# Vacuum switch.



## poprock (Apr 29, 2010)

bump


----------



## z_power (Dec 17, 2011)

Inspired by cts_casemod's solution I used generic GM 1 bar MAP sensor with some simple electronics (5V stabilizer, LM211 voltage comparator and N-channel MOSFET) to control VW/Audi pump. It's not been tested in real driving conditions yet because car is not finished; works OK when testing on jackstands. Actually there're two circuits in one box, second one is controlling warning lamp in dash.
Cost of elements was ~$20 including sealed enclosure and used MAP from junkyard. I'm not very talented in electronics so it was nice learning project


----------



## poprock (Apr 29, 2010)

z_power said:


> Inspired by cts_casemod's solution I used generic GM 1 bar MAP sensor with some simple electronics (5V stabilizer, LM211 voltage comparator and N-channel MOSFET) to control VW/Audi pump. It's not been tested in real driving conditions yet because car is not finished; works OK when testing on jackstands. Actually there're two circuits in one box, second one is controlling warning lamp in dash.
> Cost of elements was ~$20 including sealed enclosure and used MAP from junkyard. I'm not very talented in electronics so it was nice learning project


Thank you for your reply. In Oz we have a saying: " tall dog, short tree ". In other words, what you have said is far beyond my level of skills and has gone straight over my head. Being a mechanic with minimal electrical skills I was thinking in terms of a low vacuum warning switch from the reservoir tank of a Toyota Dyna or similar, which normally activates the low vacuum warning buzzer, hooked into a reservoir tank to activate the relay to the vacuum pump.


----------



## dedlast (Aug 17, 2013)

poprock1 said:


> Thank you for your reply. In Oz we have a saying: " tall dog, short tree ". In other words, what you have said is far beyond my level of skills and has gone straight over my head. Being a mechanic with minimal electrical skills I was thinking in terms of a low vacuum warning switch from the reservoir tank of a Toyota Dyna or similar, which normally activates the low vacuum warning buzzer, hooked into a reservoir tank to activate the relay to the vacuum pump.

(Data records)
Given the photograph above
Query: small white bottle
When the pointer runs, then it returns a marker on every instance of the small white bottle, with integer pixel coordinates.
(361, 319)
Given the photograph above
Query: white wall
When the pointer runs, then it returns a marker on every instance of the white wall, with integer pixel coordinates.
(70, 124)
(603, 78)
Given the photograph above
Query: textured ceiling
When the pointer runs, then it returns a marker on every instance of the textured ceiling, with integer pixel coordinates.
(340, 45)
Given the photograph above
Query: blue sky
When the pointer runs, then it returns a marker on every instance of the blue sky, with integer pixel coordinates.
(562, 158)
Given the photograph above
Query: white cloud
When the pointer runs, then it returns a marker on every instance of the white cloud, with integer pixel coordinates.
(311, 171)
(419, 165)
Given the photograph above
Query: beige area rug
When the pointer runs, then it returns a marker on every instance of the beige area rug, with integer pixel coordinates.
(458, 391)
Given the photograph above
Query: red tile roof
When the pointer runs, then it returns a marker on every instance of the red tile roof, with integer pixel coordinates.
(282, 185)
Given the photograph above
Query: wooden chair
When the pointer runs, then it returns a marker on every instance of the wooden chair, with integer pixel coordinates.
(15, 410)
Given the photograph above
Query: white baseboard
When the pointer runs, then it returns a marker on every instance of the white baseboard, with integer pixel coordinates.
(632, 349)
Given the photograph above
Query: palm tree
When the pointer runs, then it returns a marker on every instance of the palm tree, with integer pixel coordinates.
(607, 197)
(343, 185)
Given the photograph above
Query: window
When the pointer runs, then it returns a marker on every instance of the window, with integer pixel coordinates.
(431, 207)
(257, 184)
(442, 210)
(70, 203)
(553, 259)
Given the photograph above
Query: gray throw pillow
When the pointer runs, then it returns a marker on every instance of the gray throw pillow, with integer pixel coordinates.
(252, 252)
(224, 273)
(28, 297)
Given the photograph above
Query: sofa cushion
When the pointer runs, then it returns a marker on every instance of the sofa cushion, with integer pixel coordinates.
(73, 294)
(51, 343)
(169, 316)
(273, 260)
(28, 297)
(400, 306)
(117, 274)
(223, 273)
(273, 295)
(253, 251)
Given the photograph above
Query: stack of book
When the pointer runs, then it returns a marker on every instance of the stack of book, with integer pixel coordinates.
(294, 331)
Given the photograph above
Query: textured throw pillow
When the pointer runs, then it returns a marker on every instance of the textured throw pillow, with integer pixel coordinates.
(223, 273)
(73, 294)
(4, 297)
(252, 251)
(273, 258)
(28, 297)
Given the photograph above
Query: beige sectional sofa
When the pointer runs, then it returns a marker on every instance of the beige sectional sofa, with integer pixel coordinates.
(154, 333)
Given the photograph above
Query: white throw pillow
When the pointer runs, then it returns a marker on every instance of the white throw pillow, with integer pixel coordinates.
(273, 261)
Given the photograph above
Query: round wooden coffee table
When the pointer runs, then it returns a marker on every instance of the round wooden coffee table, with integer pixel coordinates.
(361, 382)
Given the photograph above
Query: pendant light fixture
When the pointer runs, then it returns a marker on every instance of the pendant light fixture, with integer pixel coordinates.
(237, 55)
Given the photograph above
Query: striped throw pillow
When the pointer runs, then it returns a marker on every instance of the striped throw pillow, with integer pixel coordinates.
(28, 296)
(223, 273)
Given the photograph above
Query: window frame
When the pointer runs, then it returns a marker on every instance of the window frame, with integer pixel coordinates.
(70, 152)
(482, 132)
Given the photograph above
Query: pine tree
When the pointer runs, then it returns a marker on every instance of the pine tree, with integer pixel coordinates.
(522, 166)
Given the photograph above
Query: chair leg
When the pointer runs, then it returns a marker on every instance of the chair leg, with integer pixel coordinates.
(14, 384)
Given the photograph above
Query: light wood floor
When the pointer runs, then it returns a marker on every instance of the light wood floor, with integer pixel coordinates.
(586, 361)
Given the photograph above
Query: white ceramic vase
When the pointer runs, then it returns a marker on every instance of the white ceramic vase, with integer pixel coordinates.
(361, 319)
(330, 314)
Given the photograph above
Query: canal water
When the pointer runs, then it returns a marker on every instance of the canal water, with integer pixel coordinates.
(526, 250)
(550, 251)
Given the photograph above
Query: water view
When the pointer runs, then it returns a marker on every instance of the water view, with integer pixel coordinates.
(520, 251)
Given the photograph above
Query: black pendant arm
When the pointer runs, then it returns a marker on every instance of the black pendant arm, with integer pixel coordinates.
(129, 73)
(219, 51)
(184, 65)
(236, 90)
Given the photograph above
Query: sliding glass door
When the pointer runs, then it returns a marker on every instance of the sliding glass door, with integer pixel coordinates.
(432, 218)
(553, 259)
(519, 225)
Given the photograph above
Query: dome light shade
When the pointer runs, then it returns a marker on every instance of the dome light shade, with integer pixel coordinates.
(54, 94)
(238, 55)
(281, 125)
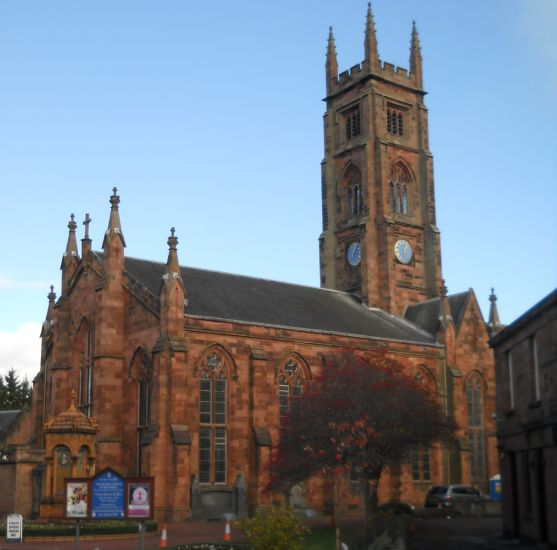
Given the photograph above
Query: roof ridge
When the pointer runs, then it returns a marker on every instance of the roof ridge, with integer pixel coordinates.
(343, 292)
(438, 298)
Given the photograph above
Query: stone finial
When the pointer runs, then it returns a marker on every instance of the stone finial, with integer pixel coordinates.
(86, 223)
(114, 225)
(444, 307)
(331, 65)
(71, 246)
(51, 295)
(172, 263)
(371, 58)
(416, 57)
(494, 322)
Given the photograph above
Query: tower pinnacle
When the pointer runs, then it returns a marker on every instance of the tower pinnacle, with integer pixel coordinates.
(444, 307)
(494, 324)
(172, 264)
(331, 65)
(114, 226)
(371, 59)
(416, 57)
(71, 246)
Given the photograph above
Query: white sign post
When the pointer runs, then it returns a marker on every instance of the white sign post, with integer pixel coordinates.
(14, 528)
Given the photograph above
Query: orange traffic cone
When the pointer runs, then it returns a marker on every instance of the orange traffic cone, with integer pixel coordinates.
(164, 540)
(227, 533)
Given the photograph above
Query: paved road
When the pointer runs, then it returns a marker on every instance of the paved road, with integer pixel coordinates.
(178, 533)
(463, 534)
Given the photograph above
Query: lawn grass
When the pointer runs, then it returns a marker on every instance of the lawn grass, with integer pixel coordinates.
(323, 538)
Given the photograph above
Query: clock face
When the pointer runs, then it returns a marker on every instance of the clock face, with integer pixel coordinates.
(403, 251)
(354, 254)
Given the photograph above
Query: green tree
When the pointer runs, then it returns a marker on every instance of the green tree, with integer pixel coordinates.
(14, 394)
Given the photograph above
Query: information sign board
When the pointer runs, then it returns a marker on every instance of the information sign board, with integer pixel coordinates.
(107, 495)
(140, 493)
(77, 498)
(14, 528)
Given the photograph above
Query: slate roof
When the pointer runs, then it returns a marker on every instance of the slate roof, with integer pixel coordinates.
(7, 418)
(426, 314)
(224, 296)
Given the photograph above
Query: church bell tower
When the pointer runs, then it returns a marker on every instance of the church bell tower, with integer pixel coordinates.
(379, 236)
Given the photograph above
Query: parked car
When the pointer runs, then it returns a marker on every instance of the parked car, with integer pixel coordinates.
(445, 495)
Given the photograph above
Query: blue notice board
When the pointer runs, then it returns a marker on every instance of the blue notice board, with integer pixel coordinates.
(107, 498)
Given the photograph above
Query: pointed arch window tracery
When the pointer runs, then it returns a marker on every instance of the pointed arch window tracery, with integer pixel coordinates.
(141, 371)
(85, 376)
(62, 468)
(213, 403)
(399, 188)
(474, 389)
(353, 190)
(420, 456)
(291, 382)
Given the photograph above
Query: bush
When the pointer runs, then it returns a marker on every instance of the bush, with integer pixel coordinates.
(63, 528)
(274, 529)
(396, 508)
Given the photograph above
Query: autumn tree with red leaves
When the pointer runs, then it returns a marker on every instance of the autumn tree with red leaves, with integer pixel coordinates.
(360, 414)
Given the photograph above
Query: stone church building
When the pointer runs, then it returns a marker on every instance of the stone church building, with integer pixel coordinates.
(186, 374)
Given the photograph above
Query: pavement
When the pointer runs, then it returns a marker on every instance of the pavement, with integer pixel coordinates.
(437, 533)
(478, 533)
(177, 533)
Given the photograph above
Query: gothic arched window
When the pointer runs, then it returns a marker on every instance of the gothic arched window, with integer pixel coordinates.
(144, 380)
(399, 188)
(62, 468)
(420, 456)
(213, 375)
(85, 393)
(476, 431)
(82, 469)
(352, 185)
(291, 382)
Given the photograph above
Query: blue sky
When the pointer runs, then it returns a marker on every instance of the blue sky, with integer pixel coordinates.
(207, 116)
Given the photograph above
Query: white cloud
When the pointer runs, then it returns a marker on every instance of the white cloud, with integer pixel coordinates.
(9, 284)
(21, 350)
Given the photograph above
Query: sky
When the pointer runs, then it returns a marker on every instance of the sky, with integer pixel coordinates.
(207, 116)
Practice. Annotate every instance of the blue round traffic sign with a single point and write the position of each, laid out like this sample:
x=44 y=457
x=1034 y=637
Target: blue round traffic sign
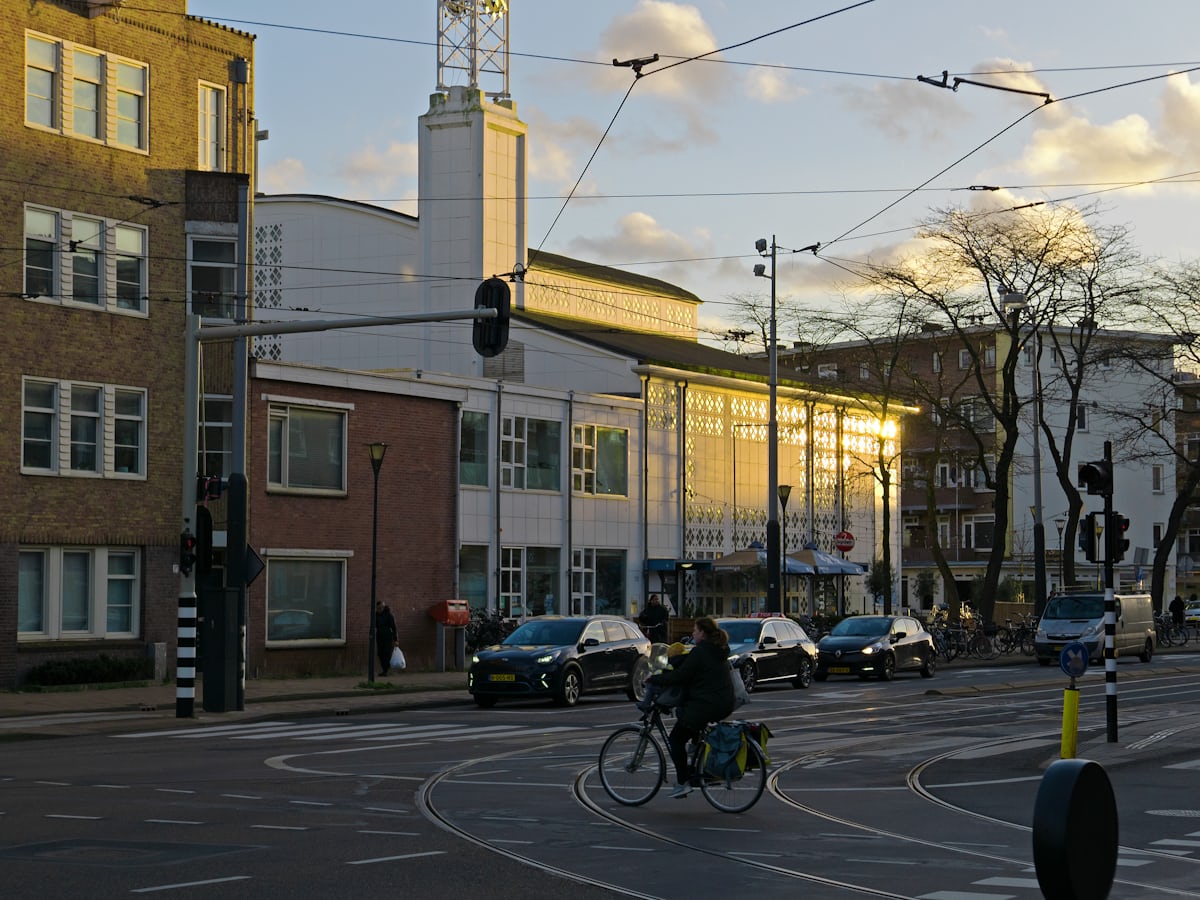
x=1073 y=659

■ **To be done**
- A) Which lines of the rows contain the string "table"? Show each one, treating case as significant.
- B) How does the vacuum switch forum thread go on? Supply the next part, starting right after its last line.

■ **Answers by task**
- A)
Query: round wooden coffee table
When the pointer runs, then it returns a marker on every instance of the round wooden coffee table, with integer pixel coordinates.

- B)
I don't know the specs on the warning switch you are looking at, but it sounds like it could work. I think the thing to be concerned with is if the alert point is too low for what you need for safe braking. I wonder if there is any way to adjust that set point.

Bill


----------



## poprock (Apr 29, 2010)

I see your point. The only way to use a non-adjustable switch would be to use a matching switch & reservoir. I would think that a smaller reservoir would give a false signal. But then again I suppose it is the reverse of oil pressure : the vacuum should read the same regardless of volume and as the Daihatsu Sirion already has a sizable booster it may work. The only warning given in older cars was a harder pedal.


----------



## Duncan (Dec 8, 2008)

Hi poprock

Here (NZ) I would need a vacuum switch for the pump and another to warn if vacuum was not available

So I just went unboosted - is that an option for you?
Increase the pedal leverage?
Or just push harder?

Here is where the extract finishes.